Task instructions:
1. From the passage on moving applications to Kubernetes, transcribe the part that opens with the words containing "I find that" and closes with "a physical standpoint.".
2. In the passage on moving applications to Kubernetes, what provides users with automatic DNS for each service they run?

Reading passage:
[START]

I find that kubernetes is a better fit for a lot of the applications which previously had dedicated hardware that ran at 0.00% utilization all day. It is also a much better user experience for developers as it was previously along the lines of:
1. User contacts linux team and asks for a server to run say a webapp but it needs redis
2. Linux team sees the ticket and realizes there is no hardware to run dedicated app, so they ask the Datacenter team to get a server.
3. There are no unused servers in the warehouse, so the Datacenter team gets purchasing to send a PO to the server vendor, and in a week we have a new server.
4. The Datacenter team racks the server, and goes back and forth with the Linux team until the network config is correct from a physical standpoint.
5. The Linux team builds out the box and configures the services the user requests, with config management and some fancy tunables for that user.
6. The user gets the server only to find a few things are misconfigured they don't have access to change and go back to step 5.
7. The app works, but the user has to ask the Linux team to update internal DNS for their new service (adding a CNAME generally).
The process now involves:
1. User creates container images of their apps and pushes to our internal registry.
2. User looks at the copious example application templates and makes their app run in kubernetes.
4. Their app runs, but if they have questions, the Linux team will help them with specific requirements. They get automatic dns via coredns, which runs in every kubernetes cluster and creates dns for each service that runs.
5. They spend more time prototyping new software than they do worrying about deployment.

[END]

Data supplied:
[START]

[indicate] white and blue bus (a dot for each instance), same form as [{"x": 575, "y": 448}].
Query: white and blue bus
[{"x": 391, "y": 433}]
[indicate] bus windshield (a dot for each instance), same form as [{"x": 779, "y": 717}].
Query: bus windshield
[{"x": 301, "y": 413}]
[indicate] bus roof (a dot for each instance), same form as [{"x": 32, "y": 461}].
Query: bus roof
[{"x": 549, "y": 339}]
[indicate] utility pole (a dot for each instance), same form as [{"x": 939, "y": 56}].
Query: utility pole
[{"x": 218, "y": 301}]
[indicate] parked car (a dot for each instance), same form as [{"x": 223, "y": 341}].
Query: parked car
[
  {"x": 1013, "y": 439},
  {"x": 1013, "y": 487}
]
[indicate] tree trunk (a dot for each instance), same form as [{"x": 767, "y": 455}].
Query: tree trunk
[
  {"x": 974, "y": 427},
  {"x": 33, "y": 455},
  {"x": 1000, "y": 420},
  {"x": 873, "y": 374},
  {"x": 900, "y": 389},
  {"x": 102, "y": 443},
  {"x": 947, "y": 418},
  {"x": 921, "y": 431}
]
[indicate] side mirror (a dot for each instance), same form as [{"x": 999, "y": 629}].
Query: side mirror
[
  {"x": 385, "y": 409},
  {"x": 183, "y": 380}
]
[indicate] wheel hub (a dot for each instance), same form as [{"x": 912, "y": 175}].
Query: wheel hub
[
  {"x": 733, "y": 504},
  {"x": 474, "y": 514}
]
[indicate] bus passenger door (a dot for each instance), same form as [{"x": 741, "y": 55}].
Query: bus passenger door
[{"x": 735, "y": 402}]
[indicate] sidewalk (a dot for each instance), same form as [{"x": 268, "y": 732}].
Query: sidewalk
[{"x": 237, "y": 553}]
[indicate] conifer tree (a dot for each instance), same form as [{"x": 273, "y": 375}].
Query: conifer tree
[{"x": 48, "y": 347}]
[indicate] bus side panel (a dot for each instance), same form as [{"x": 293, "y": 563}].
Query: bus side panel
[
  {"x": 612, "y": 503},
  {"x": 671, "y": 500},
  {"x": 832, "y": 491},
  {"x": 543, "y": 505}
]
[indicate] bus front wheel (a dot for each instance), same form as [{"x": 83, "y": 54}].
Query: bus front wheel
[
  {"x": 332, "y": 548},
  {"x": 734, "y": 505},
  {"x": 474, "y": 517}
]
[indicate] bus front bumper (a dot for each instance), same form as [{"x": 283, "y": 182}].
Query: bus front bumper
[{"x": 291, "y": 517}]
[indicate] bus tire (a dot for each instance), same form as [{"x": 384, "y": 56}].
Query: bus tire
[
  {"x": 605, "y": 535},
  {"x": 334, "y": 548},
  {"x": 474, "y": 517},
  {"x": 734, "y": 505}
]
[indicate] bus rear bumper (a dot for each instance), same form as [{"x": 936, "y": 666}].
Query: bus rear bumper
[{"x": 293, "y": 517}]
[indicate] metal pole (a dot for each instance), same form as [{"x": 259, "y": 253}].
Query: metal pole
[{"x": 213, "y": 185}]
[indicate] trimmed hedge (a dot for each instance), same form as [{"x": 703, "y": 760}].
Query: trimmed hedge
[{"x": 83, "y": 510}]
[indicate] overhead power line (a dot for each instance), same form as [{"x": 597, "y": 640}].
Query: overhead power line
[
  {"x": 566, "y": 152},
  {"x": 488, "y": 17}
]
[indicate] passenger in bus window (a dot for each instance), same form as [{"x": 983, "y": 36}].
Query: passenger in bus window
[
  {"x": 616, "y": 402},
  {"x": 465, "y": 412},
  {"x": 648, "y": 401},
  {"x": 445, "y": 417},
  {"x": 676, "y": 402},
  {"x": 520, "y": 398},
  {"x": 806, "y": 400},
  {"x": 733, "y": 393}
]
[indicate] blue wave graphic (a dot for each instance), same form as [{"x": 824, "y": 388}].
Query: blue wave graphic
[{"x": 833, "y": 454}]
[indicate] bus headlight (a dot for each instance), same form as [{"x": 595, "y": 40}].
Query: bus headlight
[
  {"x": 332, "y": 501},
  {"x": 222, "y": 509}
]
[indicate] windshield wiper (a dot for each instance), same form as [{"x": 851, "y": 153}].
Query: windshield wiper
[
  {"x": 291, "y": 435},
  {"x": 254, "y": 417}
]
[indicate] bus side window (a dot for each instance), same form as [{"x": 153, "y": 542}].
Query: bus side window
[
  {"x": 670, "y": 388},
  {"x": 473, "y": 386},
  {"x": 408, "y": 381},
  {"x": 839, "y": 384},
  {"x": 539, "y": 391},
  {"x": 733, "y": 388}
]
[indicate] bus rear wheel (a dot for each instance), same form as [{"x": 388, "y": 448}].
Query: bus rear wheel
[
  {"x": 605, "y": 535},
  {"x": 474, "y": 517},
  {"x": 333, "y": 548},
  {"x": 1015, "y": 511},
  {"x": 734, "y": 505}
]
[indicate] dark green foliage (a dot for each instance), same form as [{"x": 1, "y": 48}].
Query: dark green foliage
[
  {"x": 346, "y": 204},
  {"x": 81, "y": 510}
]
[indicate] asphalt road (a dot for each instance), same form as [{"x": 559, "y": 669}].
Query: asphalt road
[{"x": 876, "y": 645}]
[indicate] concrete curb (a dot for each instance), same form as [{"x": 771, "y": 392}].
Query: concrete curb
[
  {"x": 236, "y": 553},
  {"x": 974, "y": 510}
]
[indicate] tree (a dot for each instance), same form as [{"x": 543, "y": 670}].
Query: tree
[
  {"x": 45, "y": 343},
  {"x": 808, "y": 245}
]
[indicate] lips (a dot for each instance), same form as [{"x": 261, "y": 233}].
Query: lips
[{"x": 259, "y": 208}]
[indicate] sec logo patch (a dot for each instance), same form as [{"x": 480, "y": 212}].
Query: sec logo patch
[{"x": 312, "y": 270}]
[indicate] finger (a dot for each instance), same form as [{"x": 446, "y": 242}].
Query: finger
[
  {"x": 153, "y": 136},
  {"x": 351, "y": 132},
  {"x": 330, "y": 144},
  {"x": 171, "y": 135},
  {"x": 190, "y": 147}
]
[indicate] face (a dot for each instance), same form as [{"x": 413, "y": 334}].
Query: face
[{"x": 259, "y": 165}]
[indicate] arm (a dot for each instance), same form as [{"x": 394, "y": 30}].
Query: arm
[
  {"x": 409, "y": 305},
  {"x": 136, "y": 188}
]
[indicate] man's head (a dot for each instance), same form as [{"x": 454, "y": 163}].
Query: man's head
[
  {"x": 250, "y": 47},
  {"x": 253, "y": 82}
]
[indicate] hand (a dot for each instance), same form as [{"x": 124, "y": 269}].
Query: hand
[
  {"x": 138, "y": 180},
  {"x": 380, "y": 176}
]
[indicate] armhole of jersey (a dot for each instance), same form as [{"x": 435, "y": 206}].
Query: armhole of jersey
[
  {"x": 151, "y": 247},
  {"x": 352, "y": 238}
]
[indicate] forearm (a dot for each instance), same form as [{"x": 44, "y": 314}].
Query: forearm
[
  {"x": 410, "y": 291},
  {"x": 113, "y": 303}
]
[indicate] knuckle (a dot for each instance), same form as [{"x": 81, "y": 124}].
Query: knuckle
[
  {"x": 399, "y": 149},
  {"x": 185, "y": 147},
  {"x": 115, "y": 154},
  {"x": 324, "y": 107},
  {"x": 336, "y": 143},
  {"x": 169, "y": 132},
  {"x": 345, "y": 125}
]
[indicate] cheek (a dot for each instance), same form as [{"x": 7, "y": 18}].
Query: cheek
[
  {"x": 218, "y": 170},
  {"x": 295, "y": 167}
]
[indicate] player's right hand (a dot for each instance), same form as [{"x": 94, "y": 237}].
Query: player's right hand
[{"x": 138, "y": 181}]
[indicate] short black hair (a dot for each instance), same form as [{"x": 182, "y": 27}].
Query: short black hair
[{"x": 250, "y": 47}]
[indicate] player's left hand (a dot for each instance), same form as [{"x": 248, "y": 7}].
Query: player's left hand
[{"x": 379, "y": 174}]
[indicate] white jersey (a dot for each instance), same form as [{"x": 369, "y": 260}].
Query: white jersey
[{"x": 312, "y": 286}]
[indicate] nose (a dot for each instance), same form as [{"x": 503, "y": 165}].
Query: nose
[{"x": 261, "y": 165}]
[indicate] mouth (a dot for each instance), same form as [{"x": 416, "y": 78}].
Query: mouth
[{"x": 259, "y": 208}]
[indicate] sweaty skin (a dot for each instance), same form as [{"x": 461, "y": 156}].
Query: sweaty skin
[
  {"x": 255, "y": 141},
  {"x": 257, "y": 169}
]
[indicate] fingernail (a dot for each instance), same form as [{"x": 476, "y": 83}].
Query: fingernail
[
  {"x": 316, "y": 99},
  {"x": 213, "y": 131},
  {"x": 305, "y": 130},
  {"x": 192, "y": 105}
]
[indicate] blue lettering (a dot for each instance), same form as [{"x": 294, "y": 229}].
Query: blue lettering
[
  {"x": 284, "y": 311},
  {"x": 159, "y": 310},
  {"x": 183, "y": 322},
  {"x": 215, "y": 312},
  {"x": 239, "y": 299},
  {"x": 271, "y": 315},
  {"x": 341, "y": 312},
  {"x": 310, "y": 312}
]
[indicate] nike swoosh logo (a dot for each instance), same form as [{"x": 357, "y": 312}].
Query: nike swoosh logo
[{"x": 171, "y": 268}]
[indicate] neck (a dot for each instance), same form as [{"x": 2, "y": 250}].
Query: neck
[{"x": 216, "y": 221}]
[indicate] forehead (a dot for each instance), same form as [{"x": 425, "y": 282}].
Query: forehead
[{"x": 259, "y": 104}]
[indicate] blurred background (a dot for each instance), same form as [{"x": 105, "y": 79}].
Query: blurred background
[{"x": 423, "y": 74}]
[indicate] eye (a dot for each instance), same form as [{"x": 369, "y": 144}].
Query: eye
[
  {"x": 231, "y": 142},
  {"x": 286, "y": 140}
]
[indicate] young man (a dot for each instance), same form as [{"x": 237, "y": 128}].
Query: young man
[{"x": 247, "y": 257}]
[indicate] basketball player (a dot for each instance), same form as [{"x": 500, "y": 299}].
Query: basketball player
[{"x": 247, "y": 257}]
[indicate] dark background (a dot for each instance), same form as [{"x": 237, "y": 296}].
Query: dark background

[END]

Solutions for each task:
1.
I find that kubernetes is a better fit for a lot of the applications which previously had dedicated hardware that ran at 0.00% utilization all day. It is also a much better user experience for developers as it was previously along the lines of:
1. User contacts linux team and asks for a server to run say a webapp but it needs redis
2. Linux team sees the ticket and realizes there is no hardware to run dedicated app, so they ask the Datacenter team to get a server.
3. There are no unused servers in the warehouse, so the Datacenter team gets purchasing to send a PO to the server vendor, and in a week we have a new server.
4. The Datacenter team racks the server, and goes back and forth with the Linux team until the network config is correct from a physical standpoint.

2. CoreDNS, which runs in every Kubernetes cluster and creates DNS for each service that runs.